[Provided material]
-=-=-=-=-

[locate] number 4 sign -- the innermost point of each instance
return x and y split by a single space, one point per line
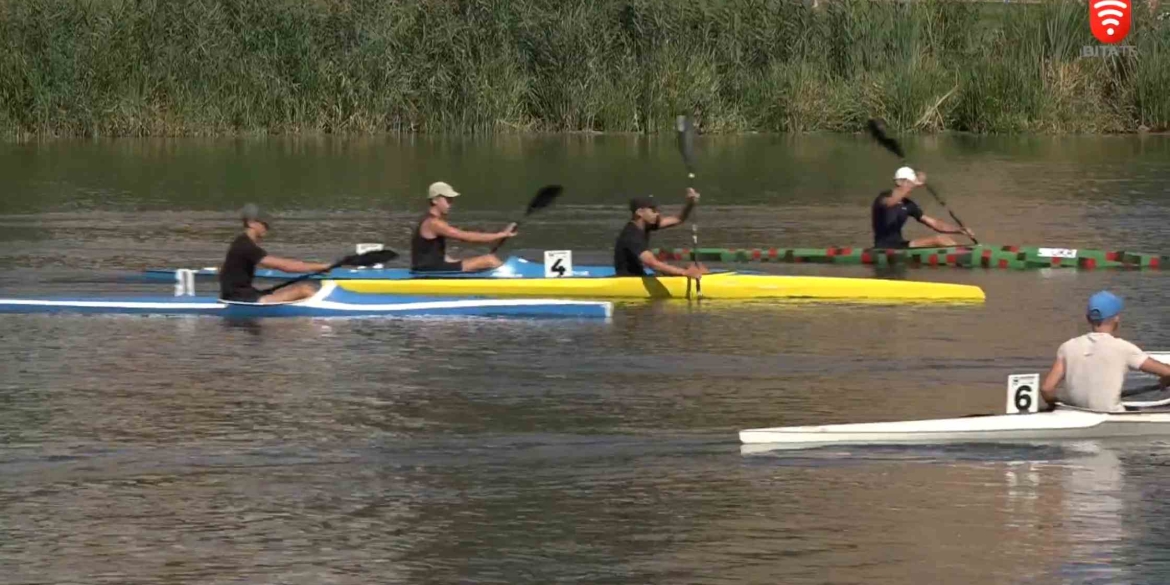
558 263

-=-=-=-=-

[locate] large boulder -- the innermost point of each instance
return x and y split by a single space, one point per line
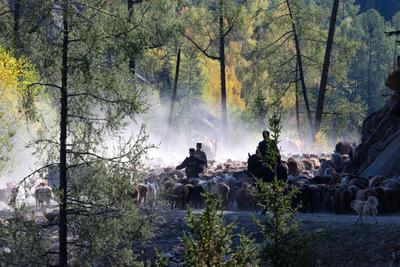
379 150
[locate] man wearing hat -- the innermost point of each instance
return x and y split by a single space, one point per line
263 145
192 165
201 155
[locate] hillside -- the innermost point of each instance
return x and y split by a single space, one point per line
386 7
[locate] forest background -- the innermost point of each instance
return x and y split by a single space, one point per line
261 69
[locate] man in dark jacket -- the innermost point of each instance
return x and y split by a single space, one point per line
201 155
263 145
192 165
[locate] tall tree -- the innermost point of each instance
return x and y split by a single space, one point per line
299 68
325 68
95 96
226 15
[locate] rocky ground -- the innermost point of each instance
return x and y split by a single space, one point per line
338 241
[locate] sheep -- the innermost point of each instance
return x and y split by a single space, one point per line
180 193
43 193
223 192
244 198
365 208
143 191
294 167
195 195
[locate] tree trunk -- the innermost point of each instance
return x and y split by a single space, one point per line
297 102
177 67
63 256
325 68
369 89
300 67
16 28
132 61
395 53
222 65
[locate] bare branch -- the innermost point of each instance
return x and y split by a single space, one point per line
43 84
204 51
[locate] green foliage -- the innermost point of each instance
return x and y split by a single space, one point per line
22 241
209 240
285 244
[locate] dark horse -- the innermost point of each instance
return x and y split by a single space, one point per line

-=-=-=-=-

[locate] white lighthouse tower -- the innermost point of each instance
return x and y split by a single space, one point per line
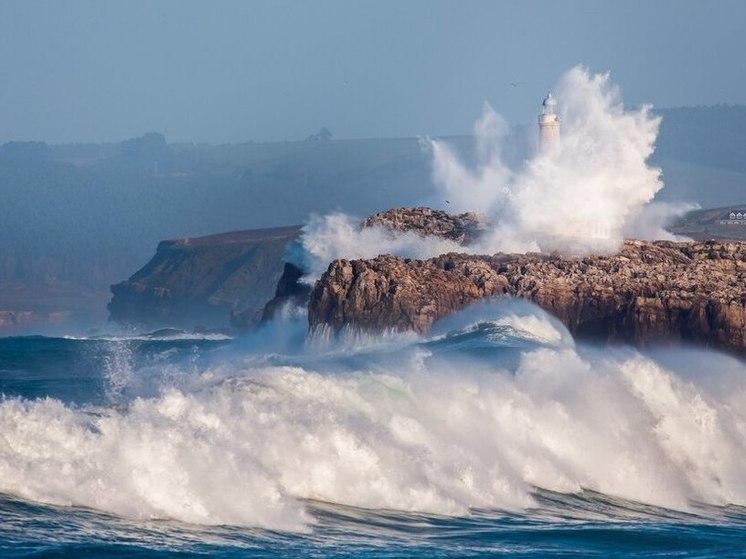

-=-=-=-=-

[Instruction] Collect every line of the records above that contains the word "dark", and copy each one in full.

[Expected answer]
[locate] man in dark jacket -- the innermost point of each instance
[locate] dark horse -- the innermost point of each instance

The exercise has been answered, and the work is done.